━━━━━ Data rows
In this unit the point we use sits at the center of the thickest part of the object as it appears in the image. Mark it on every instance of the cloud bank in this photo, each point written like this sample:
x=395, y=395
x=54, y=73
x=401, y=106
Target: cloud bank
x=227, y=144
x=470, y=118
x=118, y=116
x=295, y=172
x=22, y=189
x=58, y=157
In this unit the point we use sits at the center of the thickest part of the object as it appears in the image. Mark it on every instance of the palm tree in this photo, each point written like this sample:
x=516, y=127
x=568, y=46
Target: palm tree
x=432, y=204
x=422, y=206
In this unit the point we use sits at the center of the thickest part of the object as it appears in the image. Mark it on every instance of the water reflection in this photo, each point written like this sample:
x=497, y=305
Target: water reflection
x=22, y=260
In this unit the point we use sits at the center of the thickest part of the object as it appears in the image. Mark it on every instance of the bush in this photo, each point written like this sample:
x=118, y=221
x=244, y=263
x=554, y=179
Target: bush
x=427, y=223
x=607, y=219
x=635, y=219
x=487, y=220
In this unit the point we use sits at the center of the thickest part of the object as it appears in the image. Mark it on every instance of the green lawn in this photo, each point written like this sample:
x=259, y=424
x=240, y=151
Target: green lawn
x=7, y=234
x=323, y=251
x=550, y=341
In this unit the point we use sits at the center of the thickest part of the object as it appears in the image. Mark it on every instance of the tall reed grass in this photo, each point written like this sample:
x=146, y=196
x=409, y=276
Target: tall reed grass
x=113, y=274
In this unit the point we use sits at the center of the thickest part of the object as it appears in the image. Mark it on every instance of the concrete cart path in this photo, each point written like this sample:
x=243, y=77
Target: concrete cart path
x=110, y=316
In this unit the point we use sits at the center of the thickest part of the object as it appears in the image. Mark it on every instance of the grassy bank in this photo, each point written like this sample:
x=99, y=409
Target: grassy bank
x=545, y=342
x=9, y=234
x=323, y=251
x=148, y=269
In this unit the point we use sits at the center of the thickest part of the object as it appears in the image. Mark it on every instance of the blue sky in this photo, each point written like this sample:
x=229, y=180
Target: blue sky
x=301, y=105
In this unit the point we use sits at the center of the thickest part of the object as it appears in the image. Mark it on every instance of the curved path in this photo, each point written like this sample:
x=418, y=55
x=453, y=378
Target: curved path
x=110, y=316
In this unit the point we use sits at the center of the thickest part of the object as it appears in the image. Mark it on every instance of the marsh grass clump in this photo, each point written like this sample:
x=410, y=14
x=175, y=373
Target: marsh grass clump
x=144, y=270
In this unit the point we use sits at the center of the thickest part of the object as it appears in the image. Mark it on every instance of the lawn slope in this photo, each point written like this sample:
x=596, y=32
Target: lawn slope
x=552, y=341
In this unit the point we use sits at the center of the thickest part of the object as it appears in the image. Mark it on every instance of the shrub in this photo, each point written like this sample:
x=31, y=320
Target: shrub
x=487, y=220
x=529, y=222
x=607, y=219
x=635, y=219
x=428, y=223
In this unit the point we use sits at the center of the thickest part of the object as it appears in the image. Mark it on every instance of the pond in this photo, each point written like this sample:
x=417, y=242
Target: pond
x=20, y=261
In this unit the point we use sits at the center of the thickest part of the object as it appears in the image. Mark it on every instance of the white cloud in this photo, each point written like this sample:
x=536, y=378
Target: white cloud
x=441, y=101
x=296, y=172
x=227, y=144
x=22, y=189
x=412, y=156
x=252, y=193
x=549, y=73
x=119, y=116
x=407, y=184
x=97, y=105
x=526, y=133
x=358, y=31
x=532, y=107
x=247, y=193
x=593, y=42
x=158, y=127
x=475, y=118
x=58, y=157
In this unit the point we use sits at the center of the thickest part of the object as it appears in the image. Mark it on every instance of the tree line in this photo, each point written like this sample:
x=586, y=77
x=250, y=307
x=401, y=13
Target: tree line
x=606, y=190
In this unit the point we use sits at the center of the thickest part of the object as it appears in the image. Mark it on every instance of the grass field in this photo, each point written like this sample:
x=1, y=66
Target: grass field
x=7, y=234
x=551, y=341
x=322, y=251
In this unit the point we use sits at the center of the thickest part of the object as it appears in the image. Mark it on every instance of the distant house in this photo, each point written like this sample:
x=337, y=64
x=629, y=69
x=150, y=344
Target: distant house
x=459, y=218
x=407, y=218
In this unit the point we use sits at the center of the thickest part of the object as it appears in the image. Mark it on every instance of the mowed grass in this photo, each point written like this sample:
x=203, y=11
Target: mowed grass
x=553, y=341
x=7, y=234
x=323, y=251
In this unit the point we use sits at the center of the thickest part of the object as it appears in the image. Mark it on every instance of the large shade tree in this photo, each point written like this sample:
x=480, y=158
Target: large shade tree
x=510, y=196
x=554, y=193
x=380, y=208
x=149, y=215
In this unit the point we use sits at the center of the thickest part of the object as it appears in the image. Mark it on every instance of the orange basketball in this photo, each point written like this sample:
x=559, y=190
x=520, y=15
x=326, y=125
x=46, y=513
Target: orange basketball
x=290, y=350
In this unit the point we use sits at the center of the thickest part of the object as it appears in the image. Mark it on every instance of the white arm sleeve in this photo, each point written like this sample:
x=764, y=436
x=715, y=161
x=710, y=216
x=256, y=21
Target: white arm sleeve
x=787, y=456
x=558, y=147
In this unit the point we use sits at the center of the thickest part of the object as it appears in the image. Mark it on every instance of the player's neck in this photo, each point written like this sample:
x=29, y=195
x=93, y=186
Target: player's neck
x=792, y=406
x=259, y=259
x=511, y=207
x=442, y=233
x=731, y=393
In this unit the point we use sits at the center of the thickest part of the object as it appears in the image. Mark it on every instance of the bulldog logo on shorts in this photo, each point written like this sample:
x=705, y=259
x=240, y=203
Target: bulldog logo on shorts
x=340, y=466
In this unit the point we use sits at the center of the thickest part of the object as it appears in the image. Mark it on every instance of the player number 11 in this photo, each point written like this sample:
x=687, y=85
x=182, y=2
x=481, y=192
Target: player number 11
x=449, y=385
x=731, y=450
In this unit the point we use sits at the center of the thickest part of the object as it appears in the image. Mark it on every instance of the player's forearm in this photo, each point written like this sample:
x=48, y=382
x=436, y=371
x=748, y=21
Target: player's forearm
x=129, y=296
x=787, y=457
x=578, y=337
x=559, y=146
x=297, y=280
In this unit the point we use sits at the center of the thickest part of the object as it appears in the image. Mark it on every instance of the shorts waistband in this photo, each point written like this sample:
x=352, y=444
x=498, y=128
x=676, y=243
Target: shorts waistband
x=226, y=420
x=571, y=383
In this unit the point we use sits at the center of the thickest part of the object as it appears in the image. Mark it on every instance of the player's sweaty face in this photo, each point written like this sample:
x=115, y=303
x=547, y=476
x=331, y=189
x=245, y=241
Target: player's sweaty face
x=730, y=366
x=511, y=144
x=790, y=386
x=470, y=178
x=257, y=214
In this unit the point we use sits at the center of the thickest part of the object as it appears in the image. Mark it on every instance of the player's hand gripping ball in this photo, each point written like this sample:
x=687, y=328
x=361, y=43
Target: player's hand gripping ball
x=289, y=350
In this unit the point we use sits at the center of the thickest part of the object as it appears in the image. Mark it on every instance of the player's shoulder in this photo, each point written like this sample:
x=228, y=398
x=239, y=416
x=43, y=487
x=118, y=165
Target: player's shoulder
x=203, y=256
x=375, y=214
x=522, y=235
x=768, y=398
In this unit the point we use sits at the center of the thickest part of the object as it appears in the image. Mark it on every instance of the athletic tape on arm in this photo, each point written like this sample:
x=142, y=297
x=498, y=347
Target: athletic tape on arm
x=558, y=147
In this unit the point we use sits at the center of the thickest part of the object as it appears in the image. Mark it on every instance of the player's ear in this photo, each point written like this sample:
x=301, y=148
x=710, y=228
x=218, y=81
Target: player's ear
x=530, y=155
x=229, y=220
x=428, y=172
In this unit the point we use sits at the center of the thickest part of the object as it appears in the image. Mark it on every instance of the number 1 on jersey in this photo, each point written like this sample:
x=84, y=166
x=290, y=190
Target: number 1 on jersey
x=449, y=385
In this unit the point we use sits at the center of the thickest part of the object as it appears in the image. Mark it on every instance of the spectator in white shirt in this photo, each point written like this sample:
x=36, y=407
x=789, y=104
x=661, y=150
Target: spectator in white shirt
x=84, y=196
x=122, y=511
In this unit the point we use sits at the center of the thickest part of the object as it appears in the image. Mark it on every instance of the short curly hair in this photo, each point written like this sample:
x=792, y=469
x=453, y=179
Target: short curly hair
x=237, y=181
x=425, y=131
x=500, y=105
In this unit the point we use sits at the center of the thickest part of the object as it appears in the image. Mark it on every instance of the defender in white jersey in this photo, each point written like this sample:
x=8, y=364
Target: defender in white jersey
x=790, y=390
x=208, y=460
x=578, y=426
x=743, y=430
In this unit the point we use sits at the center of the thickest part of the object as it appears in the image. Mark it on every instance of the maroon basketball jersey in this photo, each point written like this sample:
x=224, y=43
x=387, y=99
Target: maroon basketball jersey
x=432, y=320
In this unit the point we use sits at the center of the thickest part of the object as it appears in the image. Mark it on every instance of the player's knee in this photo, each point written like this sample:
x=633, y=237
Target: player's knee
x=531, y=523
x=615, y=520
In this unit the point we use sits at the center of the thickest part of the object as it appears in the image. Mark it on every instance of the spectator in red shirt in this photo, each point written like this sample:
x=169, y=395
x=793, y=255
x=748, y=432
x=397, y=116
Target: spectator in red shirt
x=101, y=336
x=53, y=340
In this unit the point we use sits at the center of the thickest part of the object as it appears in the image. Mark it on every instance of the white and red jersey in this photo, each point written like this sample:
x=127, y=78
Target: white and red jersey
━━━━━━━━━━
*Job:* Rewrite the stretch of the records from the line containing "of the tall" through the line containing "x=428, y=223" as a numbered list, one line per item and no blank lines.

*Task solution:*
1. In this unit the point we use sits at the center of the thickest part of the object as it appears in the image. Mark it on every instance of the tall reed grass in this photo, each point written like this sample:
2. x=146, y=196
3. x=409, y=276
4. Target: tall reed grass
5. x=113, y=274
6. In this unit the point we use sits at the center of the thickest part of the object as it appears in the image. Mark it on every instance of the concrete cart path in this photo, each point written like this sample:
7. x=243, y=77
8. Target: concrete cart path
9. x=110, y=316
10. In this unit the point we use sits at the center of the thickest part of the object as it appears in the image. Mark it on every instance of the grassy bank in this photo, each point written like this sample:
11. x=99, y=409
12. Target: grassy bank
13. x=545, y=342
14. x=9, y=234
15. x=323, y=251
16. x=148, y=269
17. In this unit the point we use sits at the center of the thickest part of the object as it appears in the image. Mark it on every instance of the blue sky in this photo, each point written like this sample:
18. x=229, y=180
19. Target: blue sky
20. x=301, y=105
21. In this unit the point we use sits at the center of the thickest part of the object as it appears in the image. Mark it on every instance of the curved path in this photo, each point written like this sample:
22. x=418, y=55
23. x=453, y=378
24. Target: curved path
25. x=110, y=316
26. In this unit the point we use sits at the center of the thickest part of the object as it appears in the image. Mark it on every instance of the marsh grass clump in this photo, each point written like this sample:
27. x=410, y=14
28. x=175, y=373
29. Target: marsh grass clump
30. x=144, y=270
31. In this unit the point we use sits at the center of the thickest part of the object as it appears in the image. Mark it on every instance of the lawn slope in this photo, each point written like this sample:
32. x=596, y=32
33. Target: lawn slope
34. x=552, y=341
35. In this unit the point we use sits at the center of the thickest part of the object as it appears in the image. Mark it on every instance of the shrub in this photo, each point written like this sample:
36. x=31, y=320
37. Target: shrub
38. x=487, y=220
39. x=529, y=222
40. x=607, y=219
41. x=635, y=219
42. x=428, y=223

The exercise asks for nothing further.